The problem :: According to the inflation blog post, what was the headline inflation reading for August 2023?

[Page extract — start]

Good morning readers. This blogpost was written by Jeffrey Cohen, President and Founder of US Advanced Computing Infrastructure, Inc. d.b.a. Chicago Quantum.
We document the change in relative spend by major category from 2016 to 2023 and draw conclusions on the elasticity of demand and where our best guess takes us for spend in 2024. In 2024, would expect weakness in retail, food & beverage, and services. Services will be weak because of entrenched inflation in that sector (~6% for 2 years). We expect flat demand in commodity goods, supported by near-zero inflation. Energy spend will rise in 2024 as prices are currently rising and demand is inelastic (hard to change demand in a short period of time).
The August 2023 headline inflation reading of 3.7%, and the core CPI reading of 4.3%, indicate that inflation is not defeated, but is stabilizing at around 4% after dropping to the low 3s.
What happened is that two widely consumed items are significantly more expensive, shelter and all energy (especially gasoline). For those who own cars, auto insurance is also significantly more expensive.

[Page extract — finish]
[Given entries — start]

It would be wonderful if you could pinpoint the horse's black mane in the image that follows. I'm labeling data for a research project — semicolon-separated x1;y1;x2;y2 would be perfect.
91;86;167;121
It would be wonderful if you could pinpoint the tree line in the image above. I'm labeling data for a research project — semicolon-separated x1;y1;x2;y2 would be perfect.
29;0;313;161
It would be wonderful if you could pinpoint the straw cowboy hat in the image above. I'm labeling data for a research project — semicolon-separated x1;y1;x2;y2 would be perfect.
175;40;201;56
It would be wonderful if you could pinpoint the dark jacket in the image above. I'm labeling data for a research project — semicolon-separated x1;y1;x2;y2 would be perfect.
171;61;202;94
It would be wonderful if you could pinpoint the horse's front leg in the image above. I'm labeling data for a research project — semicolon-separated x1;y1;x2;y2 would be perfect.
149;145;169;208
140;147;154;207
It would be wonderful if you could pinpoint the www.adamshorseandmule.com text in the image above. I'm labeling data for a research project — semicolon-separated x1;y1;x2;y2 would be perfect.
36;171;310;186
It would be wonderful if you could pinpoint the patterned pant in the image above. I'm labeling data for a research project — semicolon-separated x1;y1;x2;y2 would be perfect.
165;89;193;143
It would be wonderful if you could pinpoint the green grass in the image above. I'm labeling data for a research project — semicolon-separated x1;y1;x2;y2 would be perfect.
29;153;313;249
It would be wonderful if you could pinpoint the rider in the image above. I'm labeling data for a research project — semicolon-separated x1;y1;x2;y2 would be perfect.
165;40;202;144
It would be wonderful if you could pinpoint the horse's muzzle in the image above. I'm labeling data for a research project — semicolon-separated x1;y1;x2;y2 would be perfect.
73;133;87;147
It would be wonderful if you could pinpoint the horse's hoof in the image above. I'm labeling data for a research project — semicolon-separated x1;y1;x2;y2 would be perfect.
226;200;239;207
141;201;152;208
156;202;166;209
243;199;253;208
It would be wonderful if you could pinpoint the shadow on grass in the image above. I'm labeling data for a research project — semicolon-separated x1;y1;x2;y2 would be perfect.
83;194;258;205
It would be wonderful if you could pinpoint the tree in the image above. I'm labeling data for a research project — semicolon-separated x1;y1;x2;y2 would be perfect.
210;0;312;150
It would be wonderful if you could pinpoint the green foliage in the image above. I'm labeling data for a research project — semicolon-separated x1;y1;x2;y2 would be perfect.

[Given entries — finish]

Task solution :: 3.7%